CBSSports.com Player Ratings
Position: Quarterbacks · Running Backs · Wide Receivers · Tight Ends · Kickers · Defense/STs
Range: 1-15 · 16-30 · 31-45 · 46-50
Chris Ivory has been freed from the Saints' depth chart, landing with the Jets in a draft weekend trade. He's expected to handle a large amount of carries as the team's primary ball carrier and goal-line force. Ivory has a 5.1 rushing average and scored two touchdowns over 40 carries last year, both coming on long, powerful runs. Ivory could be in line for 15 touches of week with the Jets and will grind behind one of the better run-blocking lines in football. There's some appeal for Ivory as a No. 3 running back, making him a good mid-round option in seasonal leagues.
Which Mark Ingram are we going to get in 2013: The one who spent the first half of 2012 getting limited touches or the one who averaged 12.8 carries per game and 4.1 yards per carry in the second half of 2012? Hopefully it's the latter, though with other running backs threatening to take reps away from Ingram, whose upside seems limited. In fact, he's only posted double-digit Fantasy points when he scores 60 percent of the time in his career. He has four games where he has scored and still hasn't posted 10 Fantasy points in standard formats. Ingram will need several running backs to miss playing time in order for him to become the monster in Fantasy we hoped he'd become. Ideally, Ingram is worth a pick starting in Round 8 or 9 as a quality reserve rusher worth starting when facing a good matchup. Drafting him along with another Saints running back (Darren Sproles in Rounds 3-4 or Pierre Thomas in Rounds 11-12) isn't a bad way to attack your running back corps.

REQUIRED TASK. In the player ratings, which team did Chris Ivory join in a draft weekend trade?

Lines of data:

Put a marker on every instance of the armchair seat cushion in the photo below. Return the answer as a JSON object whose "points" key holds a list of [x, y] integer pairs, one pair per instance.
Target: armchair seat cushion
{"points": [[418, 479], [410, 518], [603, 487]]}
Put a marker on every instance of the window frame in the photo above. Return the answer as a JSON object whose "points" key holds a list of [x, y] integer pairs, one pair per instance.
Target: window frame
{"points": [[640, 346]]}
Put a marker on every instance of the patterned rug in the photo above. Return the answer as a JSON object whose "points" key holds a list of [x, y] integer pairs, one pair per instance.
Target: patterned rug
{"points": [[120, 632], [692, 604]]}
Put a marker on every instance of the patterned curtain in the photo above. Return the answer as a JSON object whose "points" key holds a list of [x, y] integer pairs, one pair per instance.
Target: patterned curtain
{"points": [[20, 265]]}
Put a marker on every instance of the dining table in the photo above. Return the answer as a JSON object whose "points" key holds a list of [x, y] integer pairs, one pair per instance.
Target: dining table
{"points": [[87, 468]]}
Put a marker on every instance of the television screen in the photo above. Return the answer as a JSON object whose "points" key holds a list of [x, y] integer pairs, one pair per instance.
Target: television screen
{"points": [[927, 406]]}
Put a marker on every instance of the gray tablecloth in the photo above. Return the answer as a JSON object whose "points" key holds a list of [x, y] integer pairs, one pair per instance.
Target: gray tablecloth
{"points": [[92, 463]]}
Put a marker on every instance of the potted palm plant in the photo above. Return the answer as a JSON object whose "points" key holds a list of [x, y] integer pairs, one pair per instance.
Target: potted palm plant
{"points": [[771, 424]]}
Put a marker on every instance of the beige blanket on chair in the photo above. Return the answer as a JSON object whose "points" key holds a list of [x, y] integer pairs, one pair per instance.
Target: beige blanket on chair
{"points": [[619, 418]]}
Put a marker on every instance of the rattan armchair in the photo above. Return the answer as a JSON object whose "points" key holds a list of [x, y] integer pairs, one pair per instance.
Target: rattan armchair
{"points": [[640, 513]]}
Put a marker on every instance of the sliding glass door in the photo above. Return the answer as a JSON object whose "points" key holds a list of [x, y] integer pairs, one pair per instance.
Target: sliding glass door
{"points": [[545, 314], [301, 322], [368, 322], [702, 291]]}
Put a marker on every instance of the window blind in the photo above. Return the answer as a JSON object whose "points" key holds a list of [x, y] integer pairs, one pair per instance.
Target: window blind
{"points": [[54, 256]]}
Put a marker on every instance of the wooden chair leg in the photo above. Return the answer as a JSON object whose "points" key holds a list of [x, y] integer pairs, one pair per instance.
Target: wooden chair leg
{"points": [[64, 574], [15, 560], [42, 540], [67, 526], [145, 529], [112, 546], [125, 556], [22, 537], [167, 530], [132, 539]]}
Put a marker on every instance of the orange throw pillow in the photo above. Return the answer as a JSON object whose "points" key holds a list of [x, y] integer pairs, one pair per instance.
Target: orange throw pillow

PROBLEM SOLUTION. The Jets